Request –
Render all the rows below as a Markdown table with two columns, Index for each line's number and Entry for the line itself, leaving out any blank lines.
****
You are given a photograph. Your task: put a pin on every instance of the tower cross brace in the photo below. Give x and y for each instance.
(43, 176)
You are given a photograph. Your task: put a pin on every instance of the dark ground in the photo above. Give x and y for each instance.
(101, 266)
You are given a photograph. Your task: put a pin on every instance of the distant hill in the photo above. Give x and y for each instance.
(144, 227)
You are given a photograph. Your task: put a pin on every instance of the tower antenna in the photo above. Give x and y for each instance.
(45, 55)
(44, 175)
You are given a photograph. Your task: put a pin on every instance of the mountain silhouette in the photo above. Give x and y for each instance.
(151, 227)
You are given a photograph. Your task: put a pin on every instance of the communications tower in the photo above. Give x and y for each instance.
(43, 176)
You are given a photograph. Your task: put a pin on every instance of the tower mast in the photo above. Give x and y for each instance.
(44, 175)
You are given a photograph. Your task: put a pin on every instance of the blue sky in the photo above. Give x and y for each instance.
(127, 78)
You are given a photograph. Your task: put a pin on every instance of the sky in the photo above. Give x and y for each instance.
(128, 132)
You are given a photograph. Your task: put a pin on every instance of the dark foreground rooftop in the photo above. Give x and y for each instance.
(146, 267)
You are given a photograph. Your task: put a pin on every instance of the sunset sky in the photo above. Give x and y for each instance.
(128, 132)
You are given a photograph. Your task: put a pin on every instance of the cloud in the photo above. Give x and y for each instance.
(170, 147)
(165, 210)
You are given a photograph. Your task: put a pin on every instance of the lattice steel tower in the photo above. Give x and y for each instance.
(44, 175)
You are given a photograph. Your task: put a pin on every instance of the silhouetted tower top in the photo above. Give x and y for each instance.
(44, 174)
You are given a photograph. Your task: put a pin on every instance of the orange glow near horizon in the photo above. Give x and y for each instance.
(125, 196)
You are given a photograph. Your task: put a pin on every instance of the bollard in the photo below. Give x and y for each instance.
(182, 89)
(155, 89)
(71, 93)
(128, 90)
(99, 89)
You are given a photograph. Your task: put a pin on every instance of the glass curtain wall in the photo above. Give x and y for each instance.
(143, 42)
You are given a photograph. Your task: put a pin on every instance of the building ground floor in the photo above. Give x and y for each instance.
****
Solution to the problem –
| Index | Entry |
|---|---|
| 1 | You are given a photograph. Your task: put a pin on every instance of the tower cross brace in the photo below. Give x and y for each instance. |
| 2 | (43, 176) |
| 3 | You are given a photograph. Your task: put a pin on every instance of the dark ground in the photo above. Give x and y for each instance. |
| 4 | (101, 266) |
| 5 | You are given a photograph. Your task: put a pin on every instance of the distant hill in the photo above. Give x and y for each instance. |
| 6 | (144, 227) |
| 7 | You are given a photograph. Your task: put a pin on every instance of the tower antenna in the photo above. Give x and y for each instance. |
| 8 | (45, 55) |
| 9 | (44, 175) |
| 10 | You are given a photograph. Your task: put a pin on every instance of the mountain silhouette in the photo above. Give x and y for each instance. |
| 11 | (151, 227) |
| 12 | You are given a photograph. Your task: put a pin on every instance of the communications tower in the photo above. Give x and y for each instance. |
| 13 | (43, 176) |
| 14 | You are given a photograph. Your task: put a pin on every instance of the tower mast in the photo above. Give x and y for each instance. |
| 15 | (44, 175) |
| 16 | You are given a photograph. Your task: put a pin on every instance of the blue sky in the photo above. Give x and y for each instance. |
| 17 | (127, 78) |
| 18 | You are given a photograph. Your task: put a pin on every instance of the sky in the photo above. Give x and y for each instance. |
| 19 | (128, 132) |
| 20 | You are given a photograph. Your task: put a pin on every instance of the dark foreground rooftop in the photo above. Give x and y for each instance. |
| 21 | (146, 267) |
| 22 | You are given a photograph. Your task: put a pin on every instance of the sunset sky in the photo above. Give x and y for each instance. |
| 23 | (128, 132) |
| 24 | You are given a photograph. Your task: put a pin on every instance of the cloud in the photo above. Give x and y for each instance. |
| 25 | (170, 147) |
| 26 | (165, 210) |
| 27 | You are given a photograph. Your task: put a pin on every instance of the lattice steel tower in the photo above. Give x and y for each instance. |
| 28 | (44, 175) |
| 29 | You are given a photograph. Your task: put a pin on every instance of the silhouetted tower top in the photo above. Give x and y for each instance. |
| 30 | (44, 174) |
| 31 | You are given a photograph. Your task: put a pin on every instance of the orange glow near horizon in the photo above. Give x and y for each instance. |
| 32 | (125, 196) |
| 33 | You are given a photograph. Your task: put a pin on every instance of the bollard in the photo below. Give x and y for each instance. |
| 34 | (182, 89) |
| 35 | (155, 89) |
| 36 | (71, 93) |
| 37 | (128, 90) |
| 38 | (99, 89) |
| 39 | You are given a photograph. Your task: put a pin on every instance of the glass curtain wall in the photo above. Give x and y for each instance. |
| 40 | (143, 42) |
| 41 | You are given a photograph. Your task: put a pin on every instance of the building ground floor in the photo above. Give x and y for each instance. |